--- Task to complete ---
Entries below include pictures. Output exactly the lines from the one with "Point to the white window" down to the one with "Point to the red", both ends included, and leave the pictures out.

Image point grounding data
------------------------------------
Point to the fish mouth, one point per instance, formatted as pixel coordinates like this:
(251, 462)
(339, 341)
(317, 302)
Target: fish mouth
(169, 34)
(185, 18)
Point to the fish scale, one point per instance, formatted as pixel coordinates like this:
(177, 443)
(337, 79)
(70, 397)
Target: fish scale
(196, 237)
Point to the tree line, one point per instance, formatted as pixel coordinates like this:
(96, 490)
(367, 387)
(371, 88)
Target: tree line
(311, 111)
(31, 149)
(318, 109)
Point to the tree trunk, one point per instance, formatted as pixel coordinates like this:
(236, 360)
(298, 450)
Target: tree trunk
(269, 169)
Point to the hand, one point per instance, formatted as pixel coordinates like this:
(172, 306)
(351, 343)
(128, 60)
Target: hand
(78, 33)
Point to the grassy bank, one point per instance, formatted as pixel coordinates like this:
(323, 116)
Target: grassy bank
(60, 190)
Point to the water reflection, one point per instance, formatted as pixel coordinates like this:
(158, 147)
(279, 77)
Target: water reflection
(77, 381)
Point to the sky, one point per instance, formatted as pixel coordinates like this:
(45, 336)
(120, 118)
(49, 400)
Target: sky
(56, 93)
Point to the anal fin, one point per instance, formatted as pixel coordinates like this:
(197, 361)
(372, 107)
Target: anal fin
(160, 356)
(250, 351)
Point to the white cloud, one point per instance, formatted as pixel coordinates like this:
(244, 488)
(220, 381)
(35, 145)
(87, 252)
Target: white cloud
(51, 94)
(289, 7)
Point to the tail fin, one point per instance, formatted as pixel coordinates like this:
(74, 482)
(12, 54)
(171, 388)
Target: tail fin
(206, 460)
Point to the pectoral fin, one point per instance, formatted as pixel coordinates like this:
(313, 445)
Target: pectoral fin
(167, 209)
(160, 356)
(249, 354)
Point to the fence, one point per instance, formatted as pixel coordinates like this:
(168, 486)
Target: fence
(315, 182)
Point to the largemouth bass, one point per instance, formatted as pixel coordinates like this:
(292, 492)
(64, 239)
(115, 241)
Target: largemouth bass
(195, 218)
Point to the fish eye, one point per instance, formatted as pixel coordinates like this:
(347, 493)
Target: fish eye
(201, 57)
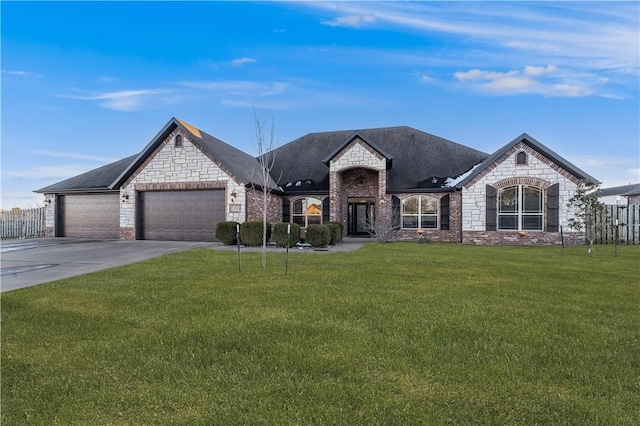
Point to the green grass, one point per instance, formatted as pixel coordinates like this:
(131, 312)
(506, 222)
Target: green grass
(390, 334)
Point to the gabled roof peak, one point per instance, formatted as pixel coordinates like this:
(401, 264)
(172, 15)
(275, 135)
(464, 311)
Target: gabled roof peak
(533, 143)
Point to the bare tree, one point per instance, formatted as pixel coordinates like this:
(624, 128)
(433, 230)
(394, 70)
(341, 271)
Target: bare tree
(263, 184)
(590, 214)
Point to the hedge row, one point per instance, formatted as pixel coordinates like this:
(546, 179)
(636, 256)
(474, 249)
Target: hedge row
(251, 233)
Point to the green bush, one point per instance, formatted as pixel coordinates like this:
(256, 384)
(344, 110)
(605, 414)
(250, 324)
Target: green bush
(251, 233)
(279, 234)
(226, 233)
(336, 232)
(318, 235)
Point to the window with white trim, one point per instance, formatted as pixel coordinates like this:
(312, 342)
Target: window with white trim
(306, 211)
(520, 208)
(420, 211)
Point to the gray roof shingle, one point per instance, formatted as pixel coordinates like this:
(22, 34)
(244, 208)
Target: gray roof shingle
(526, 139)
(624, 190)
(240, 165)
(98, 179)
(417, 157)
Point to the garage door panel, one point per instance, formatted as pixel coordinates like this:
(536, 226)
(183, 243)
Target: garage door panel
(180, 215)
(89, 216)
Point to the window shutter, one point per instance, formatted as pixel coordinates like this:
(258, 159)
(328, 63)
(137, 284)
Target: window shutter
(325, 210)
(395, 211)
(491, 212)
(553, 208)
(444, 213)
(285, 209)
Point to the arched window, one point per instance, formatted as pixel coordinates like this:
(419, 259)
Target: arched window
(521, 158)
(420, 211)
(306, 211)
(520, 207)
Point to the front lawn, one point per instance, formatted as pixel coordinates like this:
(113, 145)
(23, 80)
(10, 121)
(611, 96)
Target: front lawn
(399, 333)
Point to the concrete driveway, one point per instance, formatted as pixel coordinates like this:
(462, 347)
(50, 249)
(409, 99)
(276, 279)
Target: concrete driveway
(25, 263)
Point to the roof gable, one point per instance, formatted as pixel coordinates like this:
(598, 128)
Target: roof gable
(418, 157)
(490, 161)
(239, 165)
(625, 190)
(98, 179)
(358, 135)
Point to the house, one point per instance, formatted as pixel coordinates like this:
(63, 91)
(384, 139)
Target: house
(185, 181)
(621, 195)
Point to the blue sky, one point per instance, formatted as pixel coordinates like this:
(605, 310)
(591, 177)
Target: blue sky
(85, 84)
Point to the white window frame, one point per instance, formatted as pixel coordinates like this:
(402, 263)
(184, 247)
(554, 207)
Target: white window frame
(420, 215)
(305, 211)
(519, 213)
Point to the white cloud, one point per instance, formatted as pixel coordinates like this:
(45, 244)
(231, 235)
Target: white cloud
(611, 170)
(240, 87)
(21, 199)
(74, 155)
(57, 172)
(585, 37)
(17, 72)
(545, 81)
(427, 79)
(123, 100)
(242, 61)
(354, 21)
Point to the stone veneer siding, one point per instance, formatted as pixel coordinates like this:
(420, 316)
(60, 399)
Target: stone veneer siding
(357, 171)
(173, 168)
(539, 171)
(435, 235)
(254, 206)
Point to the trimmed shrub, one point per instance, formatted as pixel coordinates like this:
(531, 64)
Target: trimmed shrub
(251, 233)
(226, 233)
(336, 232)
(318, 235)
(279, 234)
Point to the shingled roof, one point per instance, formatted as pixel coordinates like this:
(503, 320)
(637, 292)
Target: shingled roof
(98, 179)
(624, 190)
(539, 147)
(238, 164)
(418, 158)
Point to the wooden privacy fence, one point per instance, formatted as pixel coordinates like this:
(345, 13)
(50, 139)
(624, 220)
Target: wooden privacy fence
(625, 218)
(22, 223)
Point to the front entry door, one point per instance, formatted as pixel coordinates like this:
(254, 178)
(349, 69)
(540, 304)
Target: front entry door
(360, 214)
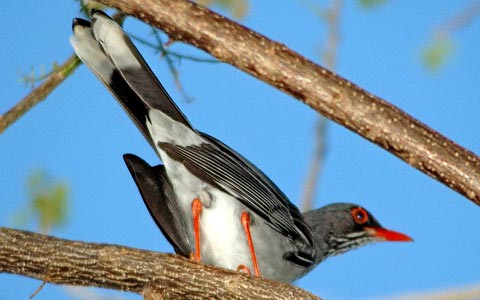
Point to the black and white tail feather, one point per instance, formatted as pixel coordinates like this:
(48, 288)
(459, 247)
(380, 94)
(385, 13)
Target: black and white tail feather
(104, 47)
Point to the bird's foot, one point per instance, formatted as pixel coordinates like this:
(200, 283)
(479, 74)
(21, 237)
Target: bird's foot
(196, 212)
(244, 269)
(245, 220)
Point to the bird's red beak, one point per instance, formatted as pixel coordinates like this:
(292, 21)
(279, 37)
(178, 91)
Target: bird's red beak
(383, 234)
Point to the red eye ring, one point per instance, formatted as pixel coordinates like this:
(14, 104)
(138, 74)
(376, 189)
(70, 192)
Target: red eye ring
(360, 215)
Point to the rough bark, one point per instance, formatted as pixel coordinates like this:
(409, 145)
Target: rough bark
(151, 274)
(336, 98)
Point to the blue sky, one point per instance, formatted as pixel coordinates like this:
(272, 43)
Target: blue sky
(79, 134)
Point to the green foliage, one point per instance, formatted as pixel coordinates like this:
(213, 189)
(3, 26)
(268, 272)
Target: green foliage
(47, 202)
(369, 4)
(437, 53)
(238, 8)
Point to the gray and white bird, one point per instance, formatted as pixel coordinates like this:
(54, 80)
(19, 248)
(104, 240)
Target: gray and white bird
(208, 200)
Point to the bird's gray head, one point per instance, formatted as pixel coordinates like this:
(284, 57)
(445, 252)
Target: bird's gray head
(340, 227)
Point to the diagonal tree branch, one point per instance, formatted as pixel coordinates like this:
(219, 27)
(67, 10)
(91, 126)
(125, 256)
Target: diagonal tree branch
(336, 98)
(151, 274)
(58, 75)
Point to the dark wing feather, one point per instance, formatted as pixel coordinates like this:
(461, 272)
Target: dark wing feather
(227, 170)
(159, 197)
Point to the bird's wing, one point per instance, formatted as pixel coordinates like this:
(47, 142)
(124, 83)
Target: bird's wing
(159, 197)
(227, 170)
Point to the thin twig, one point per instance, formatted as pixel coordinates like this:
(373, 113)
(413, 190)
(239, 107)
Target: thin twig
(329, 59)
(58, 75)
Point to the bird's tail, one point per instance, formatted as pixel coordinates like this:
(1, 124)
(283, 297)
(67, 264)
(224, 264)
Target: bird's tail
(160, 199)
(110, 54)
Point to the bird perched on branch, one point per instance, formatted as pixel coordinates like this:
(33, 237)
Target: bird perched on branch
(211, 203)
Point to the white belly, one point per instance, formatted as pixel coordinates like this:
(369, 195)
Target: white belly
(223, 241)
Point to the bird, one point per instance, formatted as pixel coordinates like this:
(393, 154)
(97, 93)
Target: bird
(211, 203)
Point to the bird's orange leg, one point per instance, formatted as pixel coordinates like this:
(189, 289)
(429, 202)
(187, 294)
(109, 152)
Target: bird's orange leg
(245, 219)
(196, 212)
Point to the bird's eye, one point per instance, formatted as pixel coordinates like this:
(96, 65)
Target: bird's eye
(360, 216)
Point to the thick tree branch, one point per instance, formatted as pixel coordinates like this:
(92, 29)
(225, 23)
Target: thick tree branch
(334, 97)
(58, 75)
(151, 274)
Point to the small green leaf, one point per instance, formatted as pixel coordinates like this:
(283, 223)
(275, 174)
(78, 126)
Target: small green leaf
(47, 202)
(435, 55)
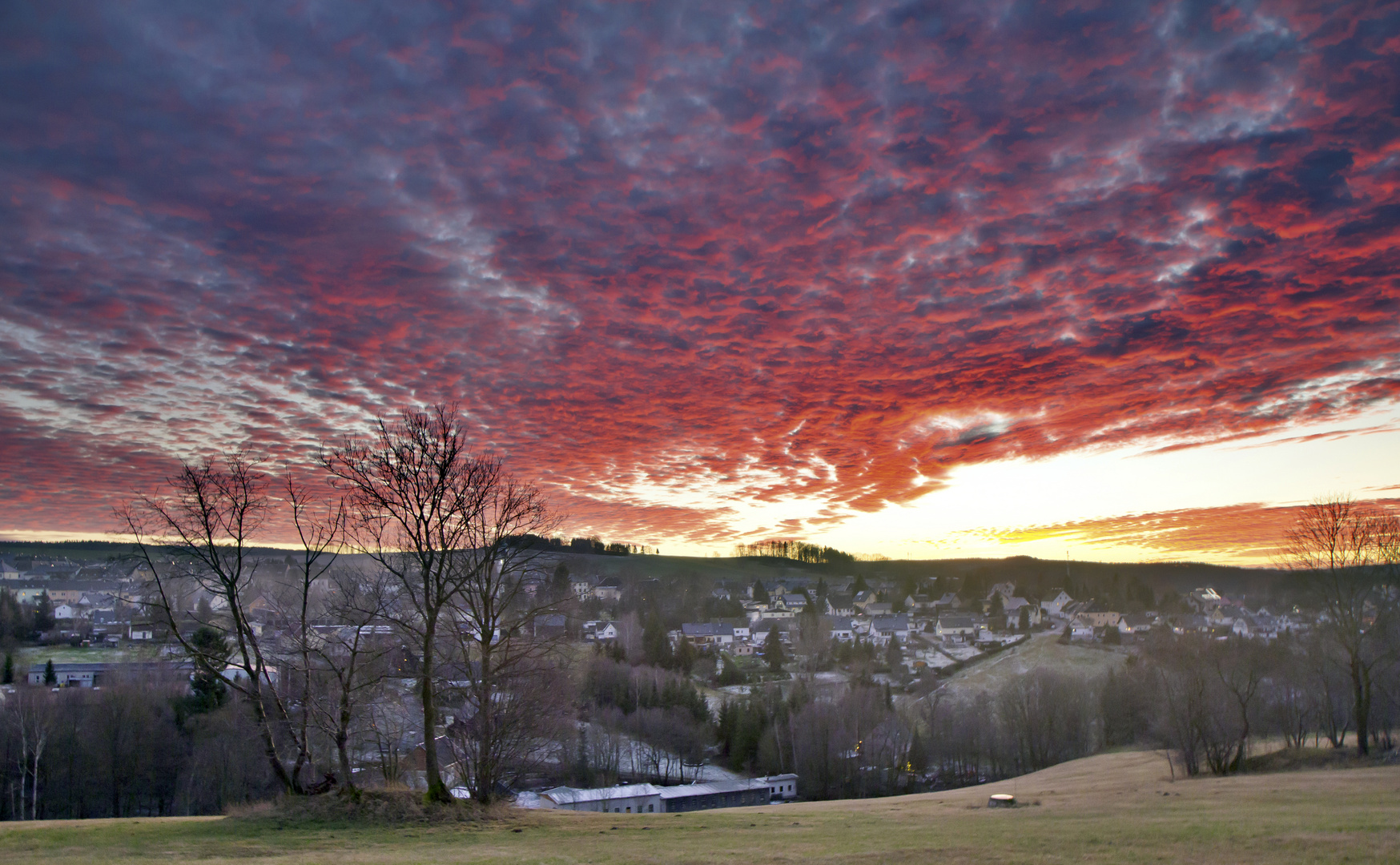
------------------------------------
--- Task solution ---
Point to the white window frame, one point per instance, formatted as pixel coordinates like this:
(402, 263)
(184, 247)
(554, 207)
Target: white window frame
(420, 215)
(305, 211)
(519, 213)
Point to the white cloud, one point per instance, formatted as pixel coordinates like this:
(45, 244)
(231, 235)
Target: white cloud
(611, 170)
(240, 87)
(21, 199)
(74, 155)
(57, 172)
(585, 37)
(17, 72)
(545, 81)
(427, 79)
(123, 100)
(242, 61)
(354, 21)
Point to the stone veneer siding, one point per instance, formatted as pixel coordinates like this:
(420, 316)
(60, 399)
Target: stone veneer siding
(357, 171)
(173, 168)
(539, 171)
(435, 235)
(254, 206)
Point to the trimmed shrub, one point per instance, formatted as pixel coordinates like this:
(531, 64)
Target: trimmed shrub
(251, 233)
(226, 233)
(336, 232)
(318, 235)
(279, 234)
Point to the shingled roof, one point per instance, formatted as pixel coordinates like this:
(503, 320)
(637, 292)
Target: shingled roof
(98, 179)
(624, 190)
(539, 147)
(238, 164)
(418, 158)
Point to the wooden privacy fence, one point per instance, formatted as pixel coordinates like this:
(345, 13)
(50, 139)
(624, 220)
Target: wooden privacy fence
(625, 218)
(22, 223)
Point to the front entry door, one point per instance, formatted as pixel coordinates like this:
(254, 178)
(349, 69)
(540, 304)
Target: front entry door
(360, 214)
Point to the black and white tail feather, one point per instance, formatted as pixel coordinates like this:
(48, 288)
(459, 247)
(380, 94)
(385, 13)
Target: black and white tail feather
(104, 47)
Point to the bird's foot, one point per instance, formatted as pixel coordinates like this:
(200, 283)
(479, 74)
(21, 237)
Target: bird's foot
(196, 212)
(244, 269)
(245, 220)
Point to the bird's red beak, one point per instance, formatted as pixel coordinates like this:
(292, 21)
(279, 37)
(178, 91)
Target: bird's red beak
(383, 234)
Point to the red eye ring, one point per instance, formatted as pixel coordinates like this:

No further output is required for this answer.